**Written problem:** Reproduce, character for character, everything from the line containing "Ground charred van" down to the end of the entries below.

**Information shown:**
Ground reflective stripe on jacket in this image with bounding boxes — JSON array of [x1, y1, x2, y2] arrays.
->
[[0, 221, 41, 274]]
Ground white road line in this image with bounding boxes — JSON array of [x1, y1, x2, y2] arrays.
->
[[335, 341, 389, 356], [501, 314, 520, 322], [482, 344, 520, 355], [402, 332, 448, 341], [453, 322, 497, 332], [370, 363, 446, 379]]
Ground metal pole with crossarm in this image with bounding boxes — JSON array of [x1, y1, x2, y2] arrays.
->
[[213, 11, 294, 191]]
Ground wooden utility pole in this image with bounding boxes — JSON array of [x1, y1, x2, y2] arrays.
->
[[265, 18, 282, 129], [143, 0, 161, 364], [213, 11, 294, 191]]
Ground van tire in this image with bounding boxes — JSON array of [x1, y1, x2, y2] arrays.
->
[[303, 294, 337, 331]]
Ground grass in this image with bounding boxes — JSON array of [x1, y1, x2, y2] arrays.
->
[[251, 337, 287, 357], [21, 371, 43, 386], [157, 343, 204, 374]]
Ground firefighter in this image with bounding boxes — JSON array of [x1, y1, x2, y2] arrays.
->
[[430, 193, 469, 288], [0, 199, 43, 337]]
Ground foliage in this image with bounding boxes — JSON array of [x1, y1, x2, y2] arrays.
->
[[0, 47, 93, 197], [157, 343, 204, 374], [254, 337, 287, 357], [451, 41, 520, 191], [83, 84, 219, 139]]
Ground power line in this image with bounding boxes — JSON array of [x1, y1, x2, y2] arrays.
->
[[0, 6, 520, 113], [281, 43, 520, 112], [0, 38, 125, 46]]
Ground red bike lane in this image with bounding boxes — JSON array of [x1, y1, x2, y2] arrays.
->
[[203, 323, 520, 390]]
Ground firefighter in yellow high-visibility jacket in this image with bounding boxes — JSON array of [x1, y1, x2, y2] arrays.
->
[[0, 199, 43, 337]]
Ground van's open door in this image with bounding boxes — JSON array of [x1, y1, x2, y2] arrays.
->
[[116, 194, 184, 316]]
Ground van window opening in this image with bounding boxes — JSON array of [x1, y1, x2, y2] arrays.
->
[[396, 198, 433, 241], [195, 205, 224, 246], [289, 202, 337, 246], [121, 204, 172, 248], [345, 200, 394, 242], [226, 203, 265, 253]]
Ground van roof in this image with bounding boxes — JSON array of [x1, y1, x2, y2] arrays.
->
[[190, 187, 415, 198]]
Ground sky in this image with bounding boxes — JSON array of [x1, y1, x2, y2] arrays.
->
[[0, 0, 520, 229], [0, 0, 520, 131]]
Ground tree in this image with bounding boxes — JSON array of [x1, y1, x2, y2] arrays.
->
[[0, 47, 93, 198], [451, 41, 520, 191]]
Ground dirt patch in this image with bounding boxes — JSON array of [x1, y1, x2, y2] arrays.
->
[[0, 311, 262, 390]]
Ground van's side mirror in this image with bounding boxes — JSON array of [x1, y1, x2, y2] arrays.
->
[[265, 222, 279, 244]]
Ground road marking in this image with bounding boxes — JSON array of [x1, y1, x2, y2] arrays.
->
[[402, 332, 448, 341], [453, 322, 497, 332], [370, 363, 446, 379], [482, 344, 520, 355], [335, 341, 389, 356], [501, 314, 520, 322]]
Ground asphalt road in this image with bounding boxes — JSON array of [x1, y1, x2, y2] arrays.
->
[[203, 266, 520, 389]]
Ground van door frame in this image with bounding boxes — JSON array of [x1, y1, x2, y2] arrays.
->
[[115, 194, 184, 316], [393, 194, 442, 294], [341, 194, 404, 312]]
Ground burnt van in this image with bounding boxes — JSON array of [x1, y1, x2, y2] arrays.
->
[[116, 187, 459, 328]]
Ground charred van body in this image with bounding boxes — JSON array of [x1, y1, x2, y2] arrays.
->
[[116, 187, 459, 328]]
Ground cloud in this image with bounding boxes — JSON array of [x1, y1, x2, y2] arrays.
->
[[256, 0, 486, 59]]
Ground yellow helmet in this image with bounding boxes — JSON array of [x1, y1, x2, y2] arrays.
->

**Finished answer:**
Ground charred van body in this image with bounding boxes — JSON array of [x1, y1, x2, y2] arrays.
->
[[116, 187, 459, 328]]
Ground cloud in this image with bounding boxes — JSON array of [x1, y1, x2, y2] arrays.
->
[[256, 0, 486, 59]]
Ground yellow helmet in this image with bounding boxes — JSON array of [x1, y1, x2, y2] arrays.
->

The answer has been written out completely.